■ TEXTO DE ESTUDIO

════════════════

La edad de hielo
El apagón de la principal red de mensajería mundial se tomó a partes iguales con alivio y con pánico
De regreso a casa, anoche cogí un taxi. Tuve la suerte de coger a uno de los que sientan cátedra desde el conocimiento, un profesional ilustrado en el oficio de la vida, sin duda; cada opinión, una punzada certera a la actualidad; discurso bien construido y argumentado, consecuencia de varios filtros después de decenas de horas al día de sintonizar tertulias de uno y otro ámbito ideológico, con criterio a la hora de moldearse una opinión propia. Tras una exposición bien alimentada de argumentario, coronó la primera parte del trayecto con un “a mí me van a enseñar estos lo que es trabajar” en alusión a la clase política en general. Una vez coincidí con un taxista licenciado en filosofía y no sabía tanto como el que me llevó ayer a casa. Acabé hablando con el filósofo sobre historia del rock. Sabía yo más que él, aunque el trayecto fue agradable.

════════════════

■ TAREAS PENDIENTES
- A) En el texto sobre el taxista, ¿de qué se acabó hablando con el taxista licenciado en filosofía?
- B) Sigue escribiendo el texto sobre el taxista a partir de su última frase.
Los datos no hacen falta para resolver las tareas.

■ DATOS GUARDADOS
════════════════

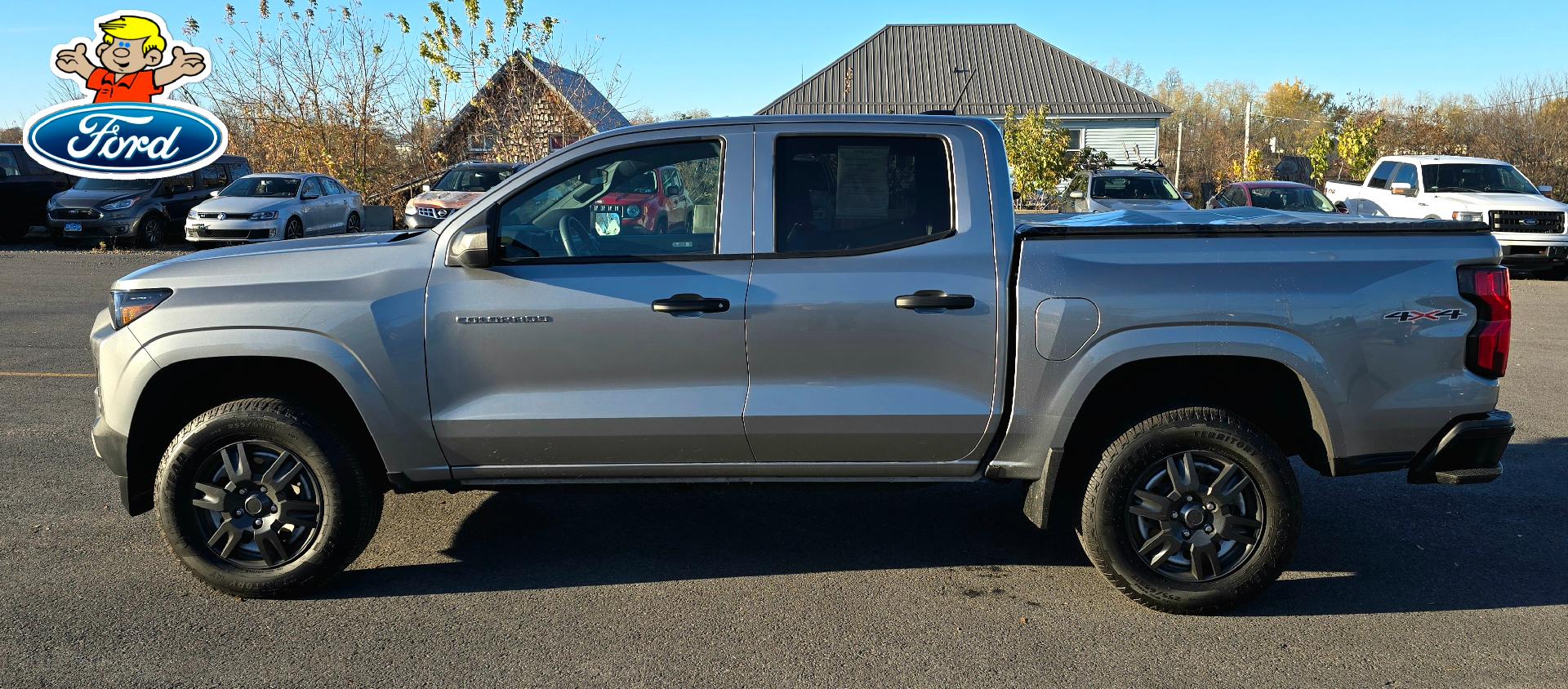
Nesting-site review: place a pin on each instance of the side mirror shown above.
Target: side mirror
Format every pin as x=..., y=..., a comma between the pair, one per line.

════════════════

■ RESPUESTAS POR TAREA
- A) De historia del rock.

- B)
En mitad de una calle del centro, a mi taxista le entró un watsap que no llegó a mirar, lo que derivó la conversación hacia el apagón que días atrás sufrieron en todo el mundo las tres grandes plataformas de Mark Zuckerberg, WhatsApp, Facebook e Instagram. Dado que ya habíamos tomado ciertas confianzas después de dos rotondas y un par de bocacalles, el conductor descendió al lenguaje de lo terrenal para resumir el asunto: “En una de estas nos vamos todos a tomar por culo”. Y, básicamente, ese es el resumen de la mayor caída de la historia de las plataformas de mensajería instantánea y redes sociales, la dependencia extrema de internet en la que se ha sumido el mundo global y la posibilidad real de que un apagón prolongado en la red nos llevaría de nuevo no ya a la edad media, sino a la edad del hielo.
La periodista Esther Paniagua acaba de sacar un libro que recomiendo solo por referencias y por algunas entrevistas que el taxista y yo hemos escuchado en la radio. Su título es 'Error 404: ¿Estamos preparados para un mundo sin internet?'. En 352 páginas, Paniagua y el taxista llegan a la misma conclusión, aunque seguramente en el libro la periodista entra más al detalle y desarrolla con mayor profusión el aserto de mi conductor preferido de Madrid.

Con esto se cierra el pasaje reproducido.